TASK PROMPT >>
Please count the lines in the material below that contain the word "wire" and give only that number.

SUPPLIED RECORDS >>
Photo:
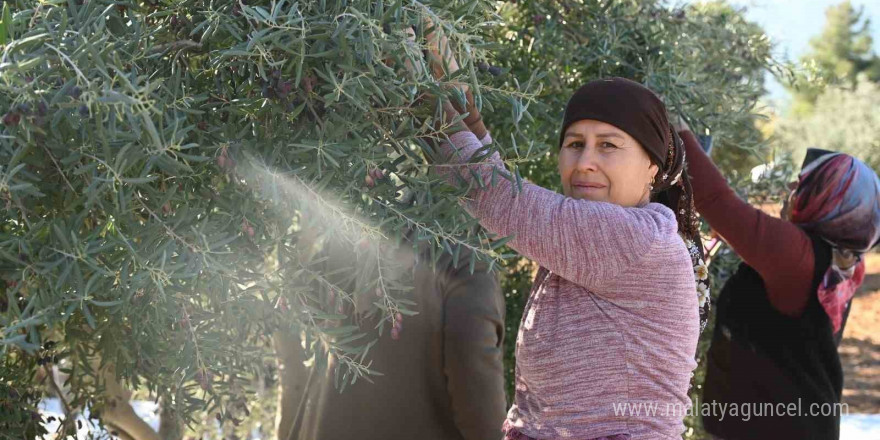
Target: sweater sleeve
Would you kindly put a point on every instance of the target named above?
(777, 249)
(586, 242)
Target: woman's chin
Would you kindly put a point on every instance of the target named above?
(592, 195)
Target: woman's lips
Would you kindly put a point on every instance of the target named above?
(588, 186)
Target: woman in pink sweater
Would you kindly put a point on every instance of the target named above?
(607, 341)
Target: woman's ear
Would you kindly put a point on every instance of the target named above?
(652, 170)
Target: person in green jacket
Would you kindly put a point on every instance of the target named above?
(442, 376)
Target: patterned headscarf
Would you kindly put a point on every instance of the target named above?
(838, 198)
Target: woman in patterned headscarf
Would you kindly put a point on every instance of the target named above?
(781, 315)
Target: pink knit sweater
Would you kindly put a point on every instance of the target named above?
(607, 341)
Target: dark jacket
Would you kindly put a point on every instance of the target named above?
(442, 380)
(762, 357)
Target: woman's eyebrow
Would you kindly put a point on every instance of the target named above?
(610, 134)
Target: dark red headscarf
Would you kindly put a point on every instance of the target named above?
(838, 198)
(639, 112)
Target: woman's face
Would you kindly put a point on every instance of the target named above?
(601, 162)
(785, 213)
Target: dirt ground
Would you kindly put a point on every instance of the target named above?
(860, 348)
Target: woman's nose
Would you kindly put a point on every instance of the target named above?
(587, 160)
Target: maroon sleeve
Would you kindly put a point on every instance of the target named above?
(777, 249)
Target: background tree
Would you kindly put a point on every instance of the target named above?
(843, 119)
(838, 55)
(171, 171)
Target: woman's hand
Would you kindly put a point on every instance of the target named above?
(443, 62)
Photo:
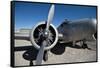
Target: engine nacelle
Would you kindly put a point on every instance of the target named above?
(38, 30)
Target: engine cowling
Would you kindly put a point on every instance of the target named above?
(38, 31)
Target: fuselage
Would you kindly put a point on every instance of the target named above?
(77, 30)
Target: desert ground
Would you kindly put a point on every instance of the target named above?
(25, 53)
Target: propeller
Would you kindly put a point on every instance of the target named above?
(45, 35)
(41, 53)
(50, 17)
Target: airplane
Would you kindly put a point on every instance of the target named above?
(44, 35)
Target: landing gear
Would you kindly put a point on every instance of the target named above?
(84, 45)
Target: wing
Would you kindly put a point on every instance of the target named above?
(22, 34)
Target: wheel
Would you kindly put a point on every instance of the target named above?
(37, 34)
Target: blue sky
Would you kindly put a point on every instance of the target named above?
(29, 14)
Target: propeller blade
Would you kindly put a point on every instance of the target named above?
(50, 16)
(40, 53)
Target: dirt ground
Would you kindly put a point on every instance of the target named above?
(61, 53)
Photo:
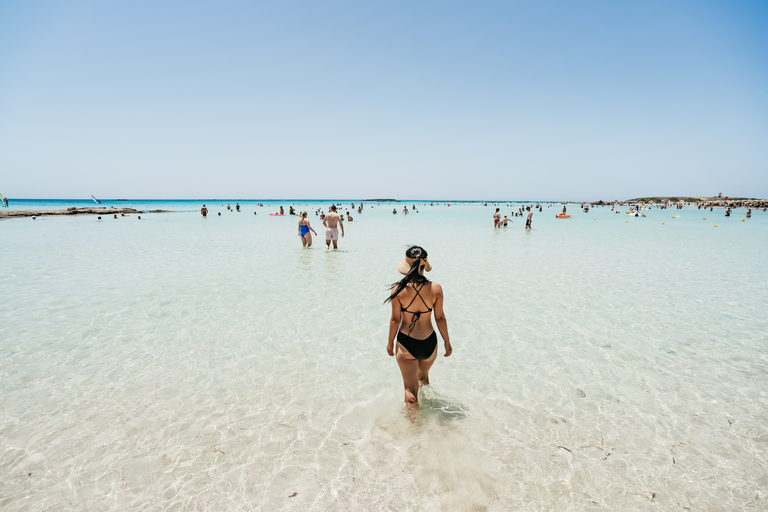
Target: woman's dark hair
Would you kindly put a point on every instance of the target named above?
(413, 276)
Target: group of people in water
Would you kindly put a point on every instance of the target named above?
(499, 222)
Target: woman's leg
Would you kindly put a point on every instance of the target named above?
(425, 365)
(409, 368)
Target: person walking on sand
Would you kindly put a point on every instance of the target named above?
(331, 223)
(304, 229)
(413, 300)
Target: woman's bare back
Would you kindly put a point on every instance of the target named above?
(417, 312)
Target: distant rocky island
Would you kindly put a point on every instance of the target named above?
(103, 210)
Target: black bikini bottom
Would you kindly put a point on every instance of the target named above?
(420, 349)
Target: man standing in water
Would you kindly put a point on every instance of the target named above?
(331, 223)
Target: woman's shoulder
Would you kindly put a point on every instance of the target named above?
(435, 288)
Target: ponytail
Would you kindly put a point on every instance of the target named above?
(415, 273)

* * *

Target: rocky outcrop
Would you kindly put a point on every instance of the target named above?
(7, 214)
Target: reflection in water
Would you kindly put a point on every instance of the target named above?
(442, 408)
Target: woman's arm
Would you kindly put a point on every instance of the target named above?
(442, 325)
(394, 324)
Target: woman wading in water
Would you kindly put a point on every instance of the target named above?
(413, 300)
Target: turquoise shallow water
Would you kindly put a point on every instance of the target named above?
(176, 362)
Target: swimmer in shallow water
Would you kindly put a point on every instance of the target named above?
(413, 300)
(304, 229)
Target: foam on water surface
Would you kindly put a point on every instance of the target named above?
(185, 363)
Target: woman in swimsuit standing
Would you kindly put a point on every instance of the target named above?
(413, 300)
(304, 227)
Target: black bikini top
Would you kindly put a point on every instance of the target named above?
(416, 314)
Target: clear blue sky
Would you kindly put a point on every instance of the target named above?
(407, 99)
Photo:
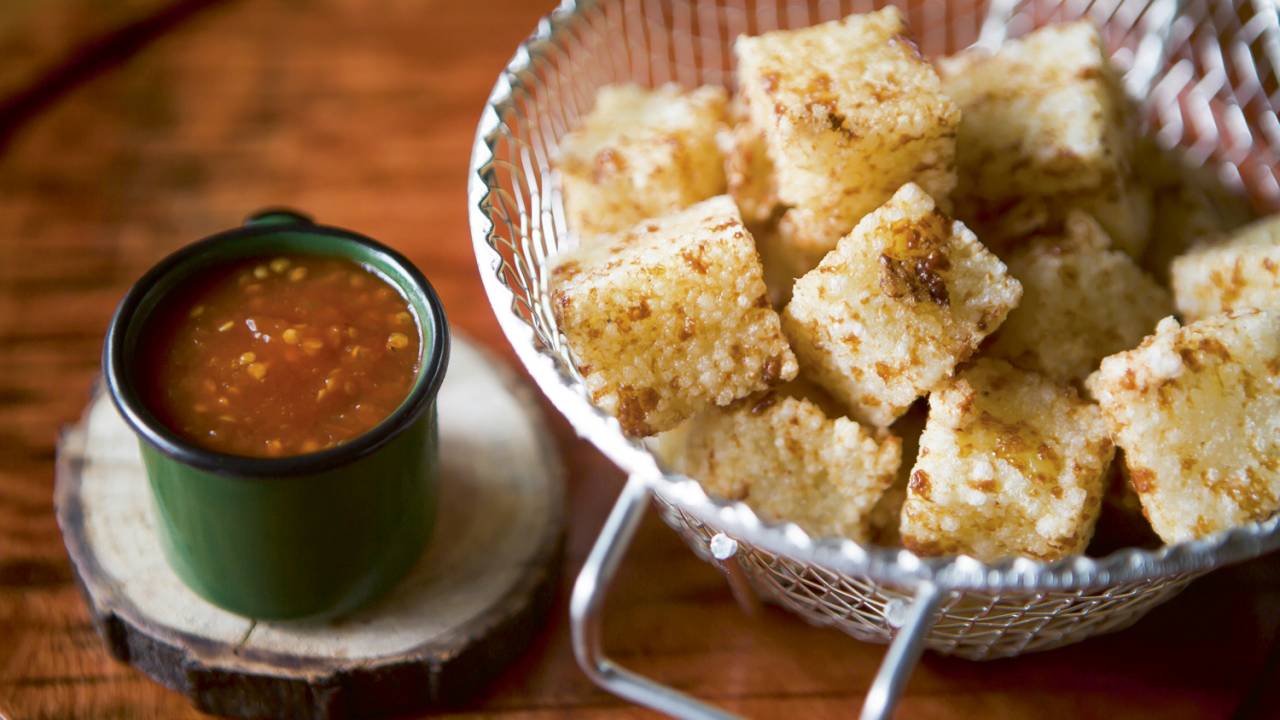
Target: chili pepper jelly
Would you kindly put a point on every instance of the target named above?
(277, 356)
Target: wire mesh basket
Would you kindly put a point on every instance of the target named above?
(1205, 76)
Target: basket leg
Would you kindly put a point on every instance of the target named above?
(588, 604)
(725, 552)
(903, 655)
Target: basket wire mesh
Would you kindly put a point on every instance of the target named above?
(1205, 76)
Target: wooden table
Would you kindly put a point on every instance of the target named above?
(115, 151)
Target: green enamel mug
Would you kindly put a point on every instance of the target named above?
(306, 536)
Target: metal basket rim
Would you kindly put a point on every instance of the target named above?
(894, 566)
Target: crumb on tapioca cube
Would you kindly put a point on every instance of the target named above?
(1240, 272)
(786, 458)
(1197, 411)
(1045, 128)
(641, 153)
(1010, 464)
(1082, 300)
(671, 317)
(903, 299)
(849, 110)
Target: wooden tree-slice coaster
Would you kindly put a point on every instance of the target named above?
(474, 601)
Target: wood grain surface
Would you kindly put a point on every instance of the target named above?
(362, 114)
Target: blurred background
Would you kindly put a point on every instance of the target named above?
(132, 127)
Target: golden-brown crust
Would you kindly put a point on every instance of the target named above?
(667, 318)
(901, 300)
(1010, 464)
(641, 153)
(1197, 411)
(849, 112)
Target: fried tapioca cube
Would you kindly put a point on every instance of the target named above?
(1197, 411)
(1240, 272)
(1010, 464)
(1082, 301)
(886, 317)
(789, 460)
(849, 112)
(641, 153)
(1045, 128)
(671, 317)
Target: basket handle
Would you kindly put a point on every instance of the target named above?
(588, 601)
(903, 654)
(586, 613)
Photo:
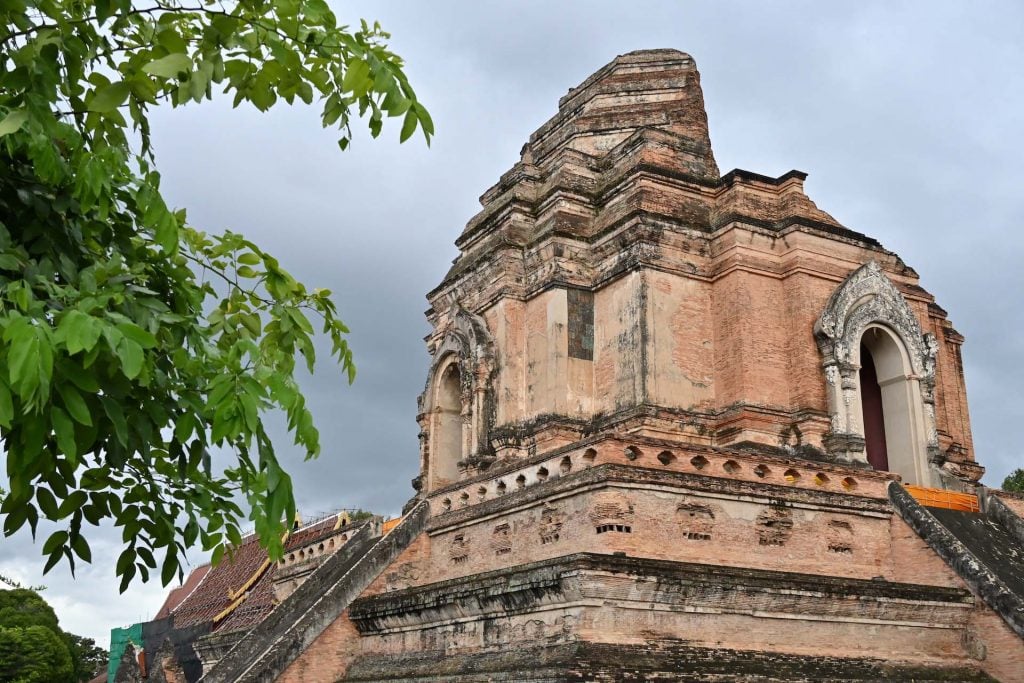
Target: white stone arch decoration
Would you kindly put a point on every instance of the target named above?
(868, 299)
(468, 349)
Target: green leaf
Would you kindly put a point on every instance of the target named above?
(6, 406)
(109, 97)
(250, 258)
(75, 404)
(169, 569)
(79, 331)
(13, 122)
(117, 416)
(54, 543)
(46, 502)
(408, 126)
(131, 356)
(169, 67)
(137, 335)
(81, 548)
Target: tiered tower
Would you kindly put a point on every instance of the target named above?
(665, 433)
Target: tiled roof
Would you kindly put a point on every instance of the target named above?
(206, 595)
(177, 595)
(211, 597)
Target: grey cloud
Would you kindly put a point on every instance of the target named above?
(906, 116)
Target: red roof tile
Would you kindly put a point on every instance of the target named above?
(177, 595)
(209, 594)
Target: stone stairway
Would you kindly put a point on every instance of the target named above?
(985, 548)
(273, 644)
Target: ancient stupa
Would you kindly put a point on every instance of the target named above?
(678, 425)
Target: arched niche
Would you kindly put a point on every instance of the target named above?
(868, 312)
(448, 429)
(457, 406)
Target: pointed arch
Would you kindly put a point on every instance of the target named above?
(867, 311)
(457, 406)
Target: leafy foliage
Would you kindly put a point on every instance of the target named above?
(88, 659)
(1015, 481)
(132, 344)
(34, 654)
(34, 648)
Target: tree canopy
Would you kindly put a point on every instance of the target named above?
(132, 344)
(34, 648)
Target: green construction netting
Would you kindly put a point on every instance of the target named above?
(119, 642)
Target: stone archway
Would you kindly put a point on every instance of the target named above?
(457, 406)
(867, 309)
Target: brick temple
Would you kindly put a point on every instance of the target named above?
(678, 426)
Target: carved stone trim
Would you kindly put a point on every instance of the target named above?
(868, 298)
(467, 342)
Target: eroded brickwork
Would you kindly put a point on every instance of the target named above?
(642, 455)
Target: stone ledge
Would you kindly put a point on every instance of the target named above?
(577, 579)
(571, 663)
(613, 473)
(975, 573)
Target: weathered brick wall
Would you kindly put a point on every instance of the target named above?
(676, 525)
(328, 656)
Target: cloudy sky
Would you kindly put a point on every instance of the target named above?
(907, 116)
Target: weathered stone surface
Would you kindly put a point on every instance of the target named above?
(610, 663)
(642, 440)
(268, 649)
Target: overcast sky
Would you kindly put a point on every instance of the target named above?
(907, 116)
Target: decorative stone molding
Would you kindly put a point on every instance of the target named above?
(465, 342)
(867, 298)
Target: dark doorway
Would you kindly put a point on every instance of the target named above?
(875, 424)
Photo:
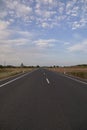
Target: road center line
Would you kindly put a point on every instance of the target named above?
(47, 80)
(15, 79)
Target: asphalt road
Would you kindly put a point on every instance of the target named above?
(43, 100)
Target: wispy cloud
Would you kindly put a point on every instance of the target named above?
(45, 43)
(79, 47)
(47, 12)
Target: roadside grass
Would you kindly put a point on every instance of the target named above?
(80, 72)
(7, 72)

ANSWER FOR THE TASK >>
2